#### YOUR INSTRUCTIONS
Where the records below show a line containing "Where can you find the firefighter in", start copying; end with the line containing "Where can you find the crumpled", and copy it too.

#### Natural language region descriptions
Content starts
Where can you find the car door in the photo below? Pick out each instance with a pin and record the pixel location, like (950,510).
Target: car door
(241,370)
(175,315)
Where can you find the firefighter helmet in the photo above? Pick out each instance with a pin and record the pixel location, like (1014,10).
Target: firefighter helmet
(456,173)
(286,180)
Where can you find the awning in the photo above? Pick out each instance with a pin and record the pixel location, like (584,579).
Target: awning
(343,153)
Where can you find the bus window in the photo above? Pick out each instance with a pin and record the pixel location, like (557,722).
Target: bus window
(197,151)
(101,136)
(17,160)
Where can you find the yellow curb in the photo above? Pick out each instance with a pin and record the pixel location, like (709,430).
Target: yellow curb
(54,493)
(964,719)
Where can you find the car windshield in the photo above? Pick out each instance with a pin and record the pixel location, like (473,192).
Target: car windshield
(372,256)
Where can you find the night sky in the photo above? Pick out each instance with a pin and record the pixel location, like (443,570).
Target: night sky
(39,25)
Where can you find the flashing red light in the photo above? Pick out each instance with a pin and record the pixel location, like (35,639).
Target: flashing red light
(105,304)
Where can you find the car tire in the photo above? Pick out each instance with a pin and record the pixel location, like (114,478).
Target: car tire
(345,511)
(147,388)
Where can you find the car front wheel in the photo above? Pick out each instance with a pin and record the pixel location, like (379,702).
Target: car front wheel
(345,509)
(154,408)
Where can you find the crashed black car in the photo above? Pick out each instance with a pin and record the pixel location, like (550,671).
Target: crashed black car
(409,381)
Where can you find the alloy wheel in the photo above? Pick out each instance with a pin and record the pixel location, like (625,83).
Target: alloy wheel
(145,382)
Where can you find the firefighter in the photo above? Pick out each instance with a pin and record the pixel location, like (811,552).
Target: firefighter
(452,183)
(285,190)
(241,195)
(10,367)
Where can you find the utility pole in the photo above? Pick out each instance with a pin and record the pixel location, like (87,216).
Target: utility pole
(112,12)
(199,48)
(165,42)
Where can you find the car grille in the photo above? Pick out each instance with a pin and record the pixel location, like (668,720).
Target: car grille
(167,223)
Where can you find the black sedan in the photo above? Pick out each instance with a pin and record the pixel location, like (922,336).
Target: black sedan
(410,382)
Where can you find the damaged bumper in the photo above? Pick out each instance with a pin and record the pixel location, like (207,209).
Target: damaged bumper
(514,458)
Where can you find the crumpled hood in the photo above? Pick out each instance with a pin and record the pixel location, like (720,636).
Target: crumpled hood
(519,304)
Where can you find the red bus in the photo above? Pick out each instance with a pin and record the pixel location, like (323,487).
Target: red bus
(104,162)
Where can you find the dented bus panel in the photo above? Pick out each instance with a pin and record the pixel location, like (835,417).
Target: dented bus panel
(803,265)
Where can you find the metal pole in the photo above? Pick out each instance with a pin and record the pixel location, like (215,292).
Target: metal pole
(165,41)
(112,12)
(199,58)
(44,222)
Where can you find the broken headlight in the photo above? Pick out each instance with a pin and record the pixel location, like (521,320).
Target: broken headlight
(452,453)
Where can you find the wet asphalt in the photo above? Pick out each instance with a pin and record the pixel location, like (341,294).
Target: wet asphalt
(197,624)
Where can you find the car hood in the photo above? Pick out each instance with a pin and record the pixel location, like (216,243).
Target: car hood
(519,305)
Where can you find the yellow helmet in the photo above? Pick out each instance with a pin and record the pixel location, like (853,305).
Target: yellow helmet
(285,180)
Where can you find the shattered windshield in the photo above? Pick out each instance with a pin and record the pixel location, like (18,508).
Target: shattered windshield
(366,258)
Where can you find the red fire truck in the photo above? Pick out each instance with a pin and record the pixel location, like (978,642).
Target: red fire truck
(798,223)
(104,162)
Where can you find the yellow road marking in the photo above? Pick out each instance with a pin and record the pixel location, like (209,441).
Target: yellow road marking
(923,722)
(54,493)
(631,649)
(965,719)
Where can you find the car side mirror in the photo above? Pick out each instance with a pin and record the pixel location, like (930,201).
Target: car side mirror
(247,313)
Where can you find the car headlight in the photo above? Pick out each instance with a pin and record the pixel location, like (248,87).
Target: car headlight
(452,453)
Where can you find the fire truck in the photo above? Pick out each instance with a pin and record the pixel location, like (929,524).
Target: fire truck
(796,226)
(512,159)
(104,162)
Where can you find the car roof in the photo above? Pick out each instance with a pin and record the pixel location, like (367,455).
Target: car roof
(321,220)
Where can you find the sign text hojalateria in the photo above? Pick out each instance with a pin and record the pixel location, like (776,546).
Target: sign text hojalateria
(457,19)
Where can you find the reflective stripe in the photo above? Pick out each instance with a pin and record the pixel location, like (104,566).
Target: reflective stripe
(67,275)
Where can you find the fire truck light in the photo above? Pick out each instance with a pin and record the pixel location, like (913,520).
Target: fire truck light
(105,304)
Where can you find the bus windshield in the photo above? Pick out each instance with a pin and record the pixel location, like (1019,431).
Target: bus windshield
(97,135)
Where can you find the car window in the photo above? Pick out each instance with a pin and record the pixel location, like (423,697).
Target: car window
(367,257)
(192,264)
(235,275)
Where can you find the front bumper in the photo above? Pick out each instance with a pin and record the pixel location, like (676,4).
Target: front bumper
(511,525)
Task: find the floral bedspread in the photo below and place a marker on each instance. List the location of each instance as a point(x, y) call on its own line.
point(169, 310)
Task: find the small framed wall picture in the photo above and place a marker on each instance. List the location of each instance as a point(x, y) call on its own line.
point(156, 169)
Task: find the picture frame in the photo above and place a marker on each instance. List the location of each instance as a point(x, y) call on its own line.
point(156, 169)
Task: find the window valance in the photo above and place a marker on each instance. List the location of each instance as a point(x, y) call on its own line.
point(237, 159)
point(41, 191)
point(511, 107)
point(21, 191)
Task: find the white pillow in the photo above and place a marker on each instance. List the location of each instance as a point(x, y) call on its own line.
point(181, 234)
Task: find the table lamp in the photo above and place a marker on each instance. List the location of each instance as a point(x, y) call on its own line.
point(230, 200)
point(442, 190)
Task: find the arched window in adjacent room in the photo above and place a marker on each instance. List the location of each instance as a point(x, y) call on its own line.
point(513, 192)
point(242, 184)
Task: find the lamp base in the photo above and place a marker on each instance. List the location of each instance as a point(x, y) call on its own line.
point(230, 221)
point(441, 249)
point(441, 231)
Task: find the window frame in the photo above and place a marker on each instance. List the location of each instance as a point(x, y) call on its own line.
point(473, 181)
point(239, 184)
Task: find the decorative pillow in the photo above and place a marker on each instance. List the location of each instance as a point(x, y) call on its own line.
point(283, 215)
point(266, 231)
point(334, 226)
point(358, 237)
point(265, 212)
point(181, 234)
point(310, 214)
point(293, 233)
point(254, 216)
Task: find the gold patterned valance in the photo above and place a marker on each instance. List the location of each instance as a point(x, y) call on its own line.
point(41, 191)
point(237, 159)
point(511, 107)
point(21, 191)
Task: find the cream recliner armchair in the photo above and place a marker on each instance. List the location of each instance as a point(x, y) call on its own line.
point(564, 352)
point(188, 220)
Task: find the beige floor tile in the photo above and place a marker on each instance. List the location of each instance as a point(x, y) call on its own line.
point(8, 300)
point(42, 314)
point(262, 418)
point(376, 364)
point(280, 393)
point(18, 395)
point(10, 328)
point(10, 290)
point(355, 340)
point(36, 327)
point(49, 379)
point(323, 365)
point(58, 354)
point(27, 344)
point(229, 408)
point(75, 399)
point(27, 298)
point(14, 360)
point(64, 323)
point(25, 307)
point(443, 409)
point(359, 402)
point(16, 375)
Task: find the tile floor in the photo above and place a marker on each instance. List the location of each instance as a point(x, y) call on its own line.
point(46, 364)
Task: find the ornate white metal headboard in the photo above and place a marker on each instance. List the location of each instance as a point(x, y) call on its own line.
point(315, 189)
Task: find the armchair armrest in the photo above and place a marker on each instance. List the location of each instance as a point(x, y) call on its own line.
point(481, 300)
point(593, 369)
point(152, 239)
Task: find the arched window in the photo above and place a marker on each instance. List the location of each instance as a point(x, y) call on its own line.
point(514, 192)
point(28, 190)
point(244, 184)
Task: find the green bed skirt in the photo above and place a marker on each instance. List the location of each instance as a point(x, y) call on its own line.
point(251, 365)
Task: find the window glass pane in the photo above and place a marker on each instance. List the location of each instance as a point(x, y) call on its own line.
Content ends
#### YOUR SOLUTION
Where can you find the firefighter in the photo above? Pick out each instance with a pin and record the pixel location, like (811,552).
Target: firefighter
(452,183)
(285,190)
(241,195)
(10,367)
Where can you find the utility pole in the photo above? Pick out each instance with a pin and record the pixel location, like (87,216).
Target: utility pole
(112,12)
(199,48)
(165,42)
Where can you find the car grille in the photo above? Pick out each instance with a pin and record the pixel location, like (668,720).
Target: car grille
(167,223)
Where can you find the black sedan in the photo above? Pick out each instance with a pin and record the pixel location, like (922,336).
Target: black sedan
(410,382)
Where can you find the damaged bumper in the photo above? Pick out each instance with a pin and record the pixel location, like (207,209).
Target: damaged bumper
(514,458)
Where can you find the crumpled hood in the photo above? Pick out each instance with a pin and record the pixel location, like (720,636).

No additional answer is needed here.